● STORED ROWS
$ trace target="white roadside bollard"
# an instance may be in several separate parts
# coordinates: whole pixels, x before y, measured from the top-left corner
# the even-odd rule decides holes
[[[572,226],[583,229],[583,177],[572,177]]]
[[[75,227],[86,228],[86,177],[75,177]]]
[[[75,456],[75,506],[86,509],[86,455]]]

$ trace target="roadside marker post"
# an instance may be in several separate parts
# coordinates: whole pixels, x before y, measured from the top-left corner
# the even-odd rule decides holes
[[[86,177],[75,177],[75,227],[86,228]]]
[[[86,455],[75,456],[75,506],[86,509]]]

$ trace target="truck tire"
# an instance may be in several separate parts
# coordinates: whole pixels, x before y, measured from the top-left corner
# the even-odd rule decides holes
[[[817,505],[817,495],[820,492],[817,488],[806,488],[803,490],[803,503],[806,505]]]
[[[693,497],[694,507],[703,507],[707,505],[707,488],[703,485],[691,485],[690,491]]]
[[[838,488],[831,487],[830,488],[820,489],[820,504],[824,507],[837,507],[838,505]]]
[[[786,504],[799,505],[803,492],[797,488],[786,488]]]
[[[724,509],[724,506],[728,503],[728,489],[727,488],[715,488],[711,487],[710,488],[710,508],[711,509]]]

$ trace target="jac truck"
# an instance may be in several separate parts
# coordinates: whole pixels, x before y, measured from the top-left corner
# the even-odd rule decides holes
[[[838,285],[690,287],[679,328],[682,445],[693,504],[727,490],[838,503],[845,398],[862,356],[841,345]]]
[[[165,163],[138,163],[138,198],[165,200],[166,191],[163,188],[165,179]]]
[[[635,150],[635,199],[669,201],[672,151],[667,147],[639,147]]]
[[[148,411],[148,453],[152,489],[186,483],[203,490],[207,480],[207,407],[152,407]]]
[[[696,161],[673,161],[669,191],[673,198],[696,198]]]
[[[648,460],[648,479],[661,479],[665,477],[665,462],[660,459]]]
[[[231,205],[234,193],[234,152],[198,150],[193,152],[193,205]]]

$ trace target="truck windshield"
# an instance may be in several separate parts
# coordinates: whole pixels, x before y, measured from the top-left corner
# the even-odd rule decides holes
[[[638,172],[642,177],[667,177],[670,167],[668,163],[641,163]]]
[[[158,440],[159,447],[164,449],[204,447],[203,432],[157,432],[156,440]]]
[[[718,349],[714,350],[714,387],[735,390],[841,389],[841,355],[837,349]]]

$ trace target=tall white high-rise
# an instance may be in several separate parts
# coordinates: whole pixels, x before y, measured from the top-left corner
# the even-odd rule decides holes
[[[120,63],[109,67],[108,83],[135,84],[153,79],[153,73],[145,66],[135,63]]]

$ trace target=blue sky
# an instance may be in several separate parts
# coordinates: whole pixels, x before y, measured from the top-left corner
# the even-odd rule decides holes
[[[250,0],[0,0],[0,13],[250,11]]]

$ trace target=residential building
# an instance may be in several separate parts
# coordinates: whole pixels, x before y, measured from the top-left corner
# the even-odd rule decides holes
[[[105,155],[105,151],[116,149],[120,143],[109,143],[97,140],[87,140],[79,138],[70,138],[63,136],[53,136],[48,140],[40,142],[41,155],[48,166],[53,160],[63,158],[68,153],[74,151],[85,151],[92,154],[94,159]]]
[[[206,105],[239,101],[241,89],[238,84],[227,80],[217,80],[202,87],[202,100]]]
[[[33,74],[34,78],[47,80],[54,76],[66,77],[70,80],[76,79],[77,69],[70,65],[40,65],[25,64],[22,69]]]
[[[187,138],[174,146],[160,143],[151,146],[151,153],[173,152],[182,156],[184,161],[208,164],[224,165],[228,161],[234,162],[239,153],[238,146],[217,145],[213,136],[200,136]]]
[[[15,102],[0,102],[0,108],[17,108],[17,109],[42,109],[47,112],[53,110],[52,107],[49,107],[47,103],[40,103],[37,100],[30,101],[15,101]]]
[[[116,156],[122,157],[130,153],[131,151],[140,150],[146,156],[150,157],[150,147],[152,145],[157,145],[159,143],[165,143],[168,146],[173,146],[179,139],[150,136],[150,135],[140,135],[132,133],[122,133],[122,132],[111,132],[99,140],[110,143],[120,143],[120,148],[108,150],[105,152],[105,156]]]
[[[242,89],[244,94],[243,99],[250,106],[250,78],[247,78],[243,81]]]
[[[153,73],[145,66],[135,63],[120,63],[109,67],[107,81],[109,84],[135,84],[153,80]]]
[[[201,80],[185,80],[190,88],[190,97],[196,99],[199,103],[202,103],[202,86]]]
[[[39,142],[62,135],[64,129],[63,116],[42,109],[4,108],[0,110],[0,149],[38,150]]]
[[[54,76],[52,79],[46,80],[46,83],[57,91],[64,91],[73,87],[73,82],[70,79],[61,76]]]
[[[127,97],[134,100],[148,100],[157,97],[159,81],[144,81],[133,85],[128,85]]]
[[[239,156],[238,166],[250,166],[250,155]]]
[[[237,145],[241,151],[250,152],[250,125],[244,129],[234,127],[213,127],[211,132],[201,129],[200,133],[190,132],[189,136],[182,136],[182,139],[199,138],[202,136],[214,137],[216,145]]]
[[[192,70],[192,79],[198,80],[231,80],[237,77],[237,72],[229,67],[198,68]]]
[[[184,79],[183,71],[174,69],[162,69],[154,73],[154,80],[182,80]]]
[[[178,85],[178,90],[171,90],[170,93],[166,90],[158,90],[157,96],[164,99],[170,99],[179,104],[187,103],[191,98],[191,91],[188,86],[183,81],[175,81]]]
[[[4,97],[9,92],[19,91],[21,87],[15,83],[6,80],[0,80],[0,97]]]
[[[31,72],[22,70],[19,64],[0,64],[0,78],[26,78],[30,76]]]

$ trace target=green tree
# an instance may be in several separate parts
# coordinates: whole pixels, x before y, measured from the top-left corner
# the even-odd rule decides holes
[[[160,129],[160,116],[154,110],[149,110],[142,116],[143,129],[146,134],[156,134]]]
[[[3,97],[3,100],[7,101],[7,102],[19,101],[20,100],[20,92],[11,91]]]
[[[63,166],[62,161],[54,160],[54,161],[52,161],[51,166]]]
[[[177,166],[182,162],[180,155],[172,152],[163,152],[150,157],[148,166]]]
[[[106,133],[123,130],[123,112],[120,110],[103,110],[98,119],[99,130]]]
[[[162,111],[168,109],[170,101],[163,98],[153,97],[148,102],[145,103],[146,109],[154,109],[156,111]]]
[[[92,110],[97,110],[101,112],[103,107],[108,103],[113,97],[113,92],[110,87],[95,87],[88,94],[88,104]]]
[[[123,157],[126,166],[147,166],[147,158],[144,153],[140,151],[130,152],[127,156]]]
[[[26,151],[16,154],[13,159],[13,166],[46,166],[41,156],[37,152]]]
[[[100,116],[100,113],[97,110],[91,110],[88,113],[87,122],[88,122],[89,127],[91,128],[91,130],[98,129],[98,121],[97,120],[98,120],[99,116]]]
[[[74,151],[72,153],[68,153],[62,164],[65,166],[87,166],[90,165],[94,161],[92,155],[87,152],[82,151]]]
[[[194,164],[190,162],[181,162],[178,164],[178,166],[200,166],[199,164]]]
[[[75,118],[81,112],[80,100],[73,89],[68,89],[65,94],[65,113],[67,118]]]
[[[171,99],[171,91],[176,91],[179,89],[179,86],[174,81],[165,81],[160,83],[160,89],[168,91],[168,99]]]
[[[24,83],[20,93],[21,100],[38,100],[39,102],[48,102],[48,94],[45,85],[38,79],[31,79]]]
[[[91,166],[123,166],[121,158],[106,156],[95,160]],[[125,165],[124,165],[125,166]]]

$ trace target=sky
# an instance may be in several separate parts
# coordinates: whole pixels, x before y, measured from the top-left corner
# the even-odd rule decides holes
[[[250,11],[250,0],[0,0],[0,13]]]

● PROBLEM TO SOLVE
Rewrite the data starting with the line that contains "trace target=blue sky" and going on through the line that contains "[[[250,0],[0,0],[0,13],[250,11]]]", with the requests kept in. Multiply every coordinate in the answers by 0.2 and round to whole numbers, halves up, leaving the numbers in the requests and their format notes unchanged.

● EXPECTED ANSWER
$ trace target=blue sky
# an instance may be in several separate parts
# coordinates: whole pixels, x before y, measured from the top-left corner
# the even-odd rule decides holes
[[[50,0],[0,0],[0,3],[50,2]]]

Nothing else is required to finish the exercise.